READING PASSAGE →
## BEGIN

Also from Nebraska, Don Christensen was the son of a farmer and truck driver. Arriving in New York during the 1960s, he met the leading figures in Color Field painting through his older brother Dan (1942-2007), a central figure in the movement. Christensen was part of the “No Wave” music scene in the late 1970s and early 1980s. He was inspired to focus on painting after meeting Emery Blagdon, whose work he helped rescue from oblivion after Blagdon’s death. Since, Christensen has gained renown for vivid works that share a sense of elusive geometrical encoding with those of Blagdon. Christensen’s use of found building material endows his art with a feeling of moving into timeless space and of mathematical relativity.
John Duff has been one of the most intellectually experimental artists in New York since the 1970s. Remaining outside the art world’s materialistic mainstream, he works independently, channeling the mathematical and philosophical truths of topology and symbolic logic to produce an art of uncanny power. His concern with the spiritual and Eastern thought is revealed in his use of geometry, line, and scale.
Hermine Ford, who spends a third of her time in Rome, finds inspiration in Italy’s mosaic tile work. She gives still, geometric wall pieces a sense of motion and a filmic quality. Standing before her work evokes a feeling of moving along a passage, even through centuries of time.
Fabric is the catalyst in the work of Joe Fyfe. The artist channels Russian Constructivism into a moving intimacy, which references the female with a provocative male attitude.
Inspired by Japanese ceramics and tea ceremonies, Mary Heilmann became concerned with institutional critique, even before this concept was recognized. While in school in the 1960s, she applied her views first to sculpture in a traditional New York School mode and then to the paintings she began to create at the end of the decade. Her bright, primary colors, often unmixed or mediated, are often seen as signs of color—Heilmann has said that her inspiration comes from looking at parrots. She uses abstraction to move from the specifics of her life to more general concerns. “What I am looking for in my work,” Heilmann notes, is a sense of time and place, and each painting is intended to evoke memory and premonition at once.”
Like the work of many of the other artists in the exhibition, Chris Martin’s recent paintings are informed by the geometric. He uses form in a free way that evokes subway graffiti, childhood, and crafts. The artist has said: “I wanted to bring in all of the artists’ images and junk that have inspired me, to break down the boundaries between high art, kids’ art, and sidewalk art.”
Owing mostly to annual visits to archeological sites in Mexico and Central America, Steve Keister has amassed an authoritative knowledge of Olmec, Mayan, and Toltec sculpture. He uses castings from consumer-product packaging, information from his field work, and digital photographic notes to produce works that “establish a strange limbo of suspended signifiers.” Works such as Skyband reconfigure the impulses and images of Mayan culture that he has visually and psychically experienced.
Stephen Mueller’s inspiration comes from a combination of different types of music (from Pop, Techno, and Disco, to the Ragas of the South Asian diaspora) as well as from Indian visual imagery. His flawless craft and intense, meditative focus produce a spiritually transporting topology.
Arlene Shechet’s ceramic sculptures channel hollow pottery form, while evoking the tradition of “sculpture on a pedestal.” Even, Perhaps, Especially is about attempting to grasp the transitional, trying to hold on to an idea as it shifts and changes.
Taro Suzuki describes his work as Minimal Action Painting. Using a handmade rubber notched rake, he pulls successive layers of process colors (cyan, yellow, and magenta) across the canvas, without knowing the results of the lines and what patterns are revealed underneath until the process is completed. His works are artifacts of the moment of creation.
Steven Westfall, who comes from a modernist tradition of colorful abstraction, is now producing more complex and eccentric work. He is represented in this exhibition by paintings featuring double overlapping geometry, radically bright color, and a romantic errant line.
Stanley Whitney’s vividly colored paintings span many cultures. They reference the art of Donald Judd and Frank Stella, while evoking the quilts of Gee’s Bend.
Diverse in the methods by which they were created, the works in Present Tense reveal the boundless potential now associated with abstraction and demand our immediate engagement with the objects before us.

## END

TO DO →
(1) According to the exhibition text, what does Taro Suzuki call his work?
(2) Rewrite everything in the exhibition text from "Stanley Whitney’s vividly" down to "objects before us.", putting "textiles" in place of "quilts".

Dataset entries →

## BEGIN

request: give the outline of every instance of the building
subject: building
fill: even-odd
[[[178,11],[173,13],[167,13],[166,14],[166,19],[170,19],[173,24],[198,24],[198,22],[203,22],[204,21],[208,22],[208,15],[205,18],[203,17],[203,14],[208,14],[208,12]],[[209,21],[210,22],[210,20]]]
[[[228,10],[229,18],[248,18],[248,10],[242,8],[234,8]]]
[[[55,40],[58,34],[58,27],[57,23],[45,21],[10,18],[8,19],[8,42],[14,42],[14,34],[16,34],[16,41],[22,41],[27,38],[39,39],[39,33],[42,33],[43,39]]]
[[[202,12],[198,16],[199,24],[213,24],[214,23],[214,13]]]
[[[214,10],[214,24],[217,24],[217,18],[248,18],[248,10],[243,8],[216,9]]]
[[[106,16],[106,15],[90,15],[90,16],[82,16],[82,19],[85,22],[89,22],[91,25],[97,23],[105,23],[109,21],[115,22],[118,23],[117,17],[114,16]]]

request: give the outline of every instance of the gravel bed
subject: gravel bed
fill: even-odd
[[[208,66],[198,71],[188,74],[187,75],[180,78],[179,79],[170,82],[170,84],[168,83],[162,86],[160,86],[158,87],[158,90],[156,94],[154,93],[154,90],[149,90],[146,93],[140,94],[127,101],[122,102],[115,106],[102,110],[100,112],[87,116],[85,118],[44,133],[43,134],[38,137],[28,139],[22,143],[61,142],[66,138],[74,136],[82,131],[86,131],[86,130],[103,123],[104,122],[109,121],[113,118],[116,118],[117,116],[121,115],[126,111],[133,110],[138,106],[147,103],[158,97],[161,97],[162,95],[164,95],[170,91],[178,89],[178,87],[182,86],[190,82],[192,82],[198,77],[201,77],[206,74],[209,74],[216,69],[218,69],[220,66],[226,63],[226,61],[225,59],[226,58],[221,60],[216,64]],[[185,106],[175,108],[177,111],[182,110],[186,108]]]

## END

ANSWERS →
(1) Minimal Action Painting.

(2)
Stanley Whitney’s vividly colored paintings span many cultures. They reference the art of Donald Judd and Frank Stella, while evoking the textiles of Gee’s Bend.
Diverse in the methods by which they were created, the works in Present Tense reveal the boundless potential now associated with abstraction and demand our immediate engagement with the objects before us.